From the RAG we can make the necessary matrices.

$$\overset{\text{Allocation}}{\begin{array}{|l|l|l|l|}\hline \text{} & r_1 &r_2 & r_3 \\ \hline P_0 & \text{1} & \text{0} & \text{1} \\\hline P_1 & \text{1} & \text{1} & \text{0} \\\hline P_2 & \text{0} & \text{1} & \text{0} \\\hline P_3& \text{0} & \text{1} & \text{0} \\\hline \end{array}}\qquad \overset{\text{Future Need}}{\begin{array}{|l|l|l|l|}\hline \text{} &r_1 & r_2 & r_3 \\ \hline P_0 & \text{0} & \text{1} & \text{1} \\\hline P_1 & \text{1} & \text{0} & \text{0} \\\hline P_2 & \text{0} & \text{0} & \text{1} \\\hline P_3 & \text{1} & \text{2} & \text{0} \\\hline \end{array}}$$

- $\text{Total}=(2\quad 3\quad 2)$
- $\text{Allocated}=(2\quad 3\quad 1)$
- $\text{Available}=\text{Total} -\text{Allocated} =(0\quad 0\quad 1)$

$P_2's$ need $(0\quad 0\quad 1 )$ can be met

And it releases its held resources after running to completion

$A=(0\quad 0\quad 1)+(0\quad 1\quad 0)=(0\quad 1\quad 1)$

$P_0's$ need $(0\quad 1\quad 1 )$ can be met

and it releases

$A=(0\quad 1\quad 1)+(1\quad 0\quad 1)=(1\quad 1\quad 2)$

$P_1's$ needs can be met $(1\quad 0\quad 0)$ and it releases

$A=(1\quad 1\quad 2)+(1\quad 1\quad 0)=(2\quad 2\quad 2)$

$P_3's$ need can be met

So, the safe sequence will be $P_2-P_0- P_1- P_3.$

*Short exercise 1:* How many lines of the listing contain the string "wanted"? Give only the number.

*Records to use:*
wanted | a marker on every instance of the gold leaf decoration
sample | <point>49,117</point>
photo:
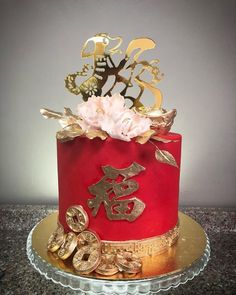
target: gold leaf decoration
<point>165,157</point>
<point>69,132</point>
<point>49,114</point>
<point>161,139</point>
<point>91,134</point>
<point>143,138</point>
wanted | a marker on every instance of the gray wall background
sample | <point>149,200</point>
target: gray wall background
<point>40,44</point>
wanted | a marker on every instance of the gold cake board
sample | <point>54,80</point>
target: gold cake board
<point>184,260</point>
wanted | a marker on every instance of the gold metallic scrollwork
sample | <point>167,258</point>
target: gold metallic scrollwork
<point>103,67</point>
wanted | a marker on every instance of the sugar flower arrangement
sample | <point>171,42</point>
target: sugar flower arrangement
<point>109,116</point>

*Short exercise 2:* Reproduce the safe-sequence derivation above in full, character for character.

*Correct output 1:* 5

*Correct output 2:*
From the RAG we can make the necessary matrices.

$$\overset{\text{Allocation}}{\begin{array}{|l|l|l|l|}\hline \text{} & r_1 &r_2 & r_3 \\ \hline P_0 & \text{1} & \text{0} & \text{1} \\\hline P_1 & \text{1} & \text{1} & \text{0} \\\hline P_2 & \text{0} & \text{1} & \text{0} \\\hline P_3& \text{0} & \text{1} & \text{0} \\\hline \end{array}}\qquad \overset{\text{Future Need}}{\begin{array}{|l|l|l|l|}\hline \text{} &r_1 & r_2 & r_3 \\ \hline P_0 & \text{0} & \text{1} & \text{1} \\\hline P_1 & \text{1} & \text{0} & \text{0} \\\hline P_2 & \text{0} & \text{0} & \text{1} \\\hline P_3 & \text{1} & \text{2} & \text{0} \\\hline \end{array}}$$

- $\text{Total}=(2\quad 3\quad 2)$
- $\text{Allocated}=(2\quad 3\quad 1)$
- $\text{Available}=\text{Total} -\text{Allocated} =(0\quad 0\quad 1)$

$P_2's$ need $(0\quad 0\quad 1 )$ can be met

And it releases its held resources after running to completion

$A=(0\quad 0\quad 1)+(0\quad 1\quad 0)=(0\quad 1\quad 1)$

$P_0's$ need $(0\quad 1\quad 1 )$ can be met

and it releases

$A=(0\quad 1\quad 1)+(1\quad 0\quad 1)=(1\quad 1\quad 2)$

$P_1's$ needs can be met $(1\quad 0\quad 0)$ and it releases

$A=(1\quad 1\quad 2)+(1\quad 1\quad 0)=(2\quad 2\quad 2)$

$P_3's$ need can be met

So, the safe sequence will be $P_2-P_0- P_1- P_3.$